*ACTIONS TO TAKE*.
1: Answer these questions from the commentary on the draft guidelines shown below.
(a) According to the commentary, how much later than her peers would a female puberty begin on average if there are no hormones until 16?
(b) What three flaws does it say the papers reporting changes of mind turn out to have?
(c) Which two lists does it name from which transsexuality would be removed?
2: Return everything in the commentary on the draft guidelines below from "Unfortunately the draft" down to "unnecessary, and unhelpful.", word for word.
3: For each statement, say whether it agrees with the commentary on the draft guidelines below. Give yes or no, followed by the words from the commentary that decide it.
(a) There are medical justifications for some of the recommended delays.
(b) Most people with transsexuality score within normal limits on all mental health indices.
(c) Waiting until male-scale Tanner 2-3 leaves a girl with hands and feet smaller than other girls.

*TEXT SEGMENT*.
▬▬▬
Unfortunately the draft guidelines have their own prejudices, which hopefully will be eradicated before the guidelines are finalised, since they have no place in the published works of an internationally respected body for medical and biological science. There are neither medical nor ethical justifications for any of the delays they recommend. Indeed there is plentiful evidence that such delay is unnecessary, and unhelpful.

The consistent reason behind all those intended delays is a wish to avoid harm by intervening in a patient who might change their mind, but that ignores the certain harm to the lives of those unnecessarily delayed, not least given the lack of acceptance of the child's most central identity that indicates. No hormones until 16 means a female puberty commencing on average 7 years later than her peers, which isolates terribly. No intervention until male-scale Tanner 2-3 means height, hands and feet much larger than other girls. Making a girl live with male genitalia until 18 is the most wicked way of enforcing sexual abstinence.

The only "evidence" behind the belief in delay and non-acceptance - papers reporting changes of mind in studies intended to promote cruel methods designed to force children to hide their true feelings - all turn out to be fatally flawed, with poor selection of subjects, inadequate records, and no-follow-up.

This is what comes from including mental health practitioners (MHP) in the guidelines panel. People who see no need to declare a conflict of interest in writing recommendation that they be employed in all cases. Or in misusing an Endocrine Society publication to promote their side in the current battle to have transsexuality removed from the lists (DSM and ICD) of mental disorders (and instead recognised as a physical mismatch of brain to body), because most people with transsexuality score within normal limits on all mental health indices, and reduce the involvement of MHPs to those cases where mental disorder seems possible, as with all other conditions.
▬▬▬
Saved data entries:
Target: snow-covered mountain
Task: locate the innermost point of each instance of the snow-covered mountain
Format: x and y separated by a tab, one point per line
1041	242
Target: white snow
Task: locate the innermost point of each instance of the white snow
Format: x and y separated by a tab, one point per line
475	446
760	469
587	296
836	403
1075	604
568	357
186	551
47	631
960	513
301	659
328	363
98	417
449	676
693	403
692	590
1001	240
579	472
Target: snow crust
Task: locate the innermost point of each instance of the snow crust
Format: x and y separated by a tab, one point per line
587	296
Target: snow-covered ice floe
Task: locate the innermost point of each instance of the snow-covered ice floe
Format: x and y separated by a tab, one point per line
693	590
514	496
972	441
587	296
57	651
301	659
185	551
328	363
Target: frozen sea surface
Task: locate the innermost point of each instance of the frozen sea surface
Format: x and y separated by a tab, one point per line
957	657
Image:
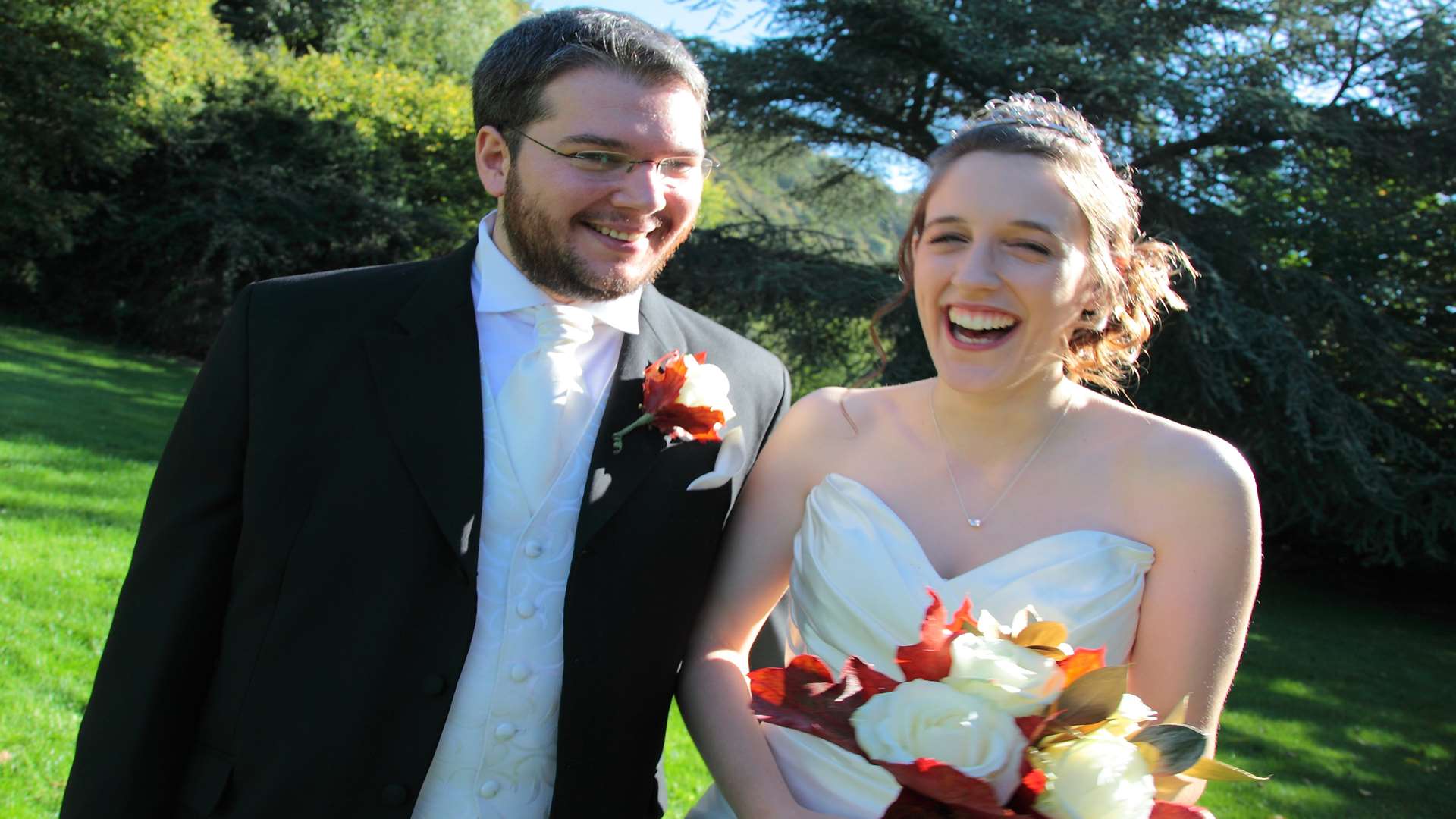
▬▬▬
*ANSWERS PER TASK*.
1:
(a) On average 7 years later.
(b) Poor selection of subjects, inadequate records, and no follow-up.
(c) DSM and ICD.

2:
Unfortunately the draft guidelines have their own prejudices, which hopefully will be eradicated before the guidelines are finalised, since they have no place in the published works of an internationally respected body for medical and biological science. There are neither medical nor ethical justifications for any of the delays they recommend. Indeed there is plentiful evidence that such delay is unnecessary, and unhelpful.

3:
(a) No: "There are neither medical nor ethical justifications for any of the delays they recommend."
(b) Yes: "most people with transsexuality score within normal limits on all mental health indices"
(c) No: "No intervention until male-scale Tanner 2-3 means height, hands and feet much larger than other girls."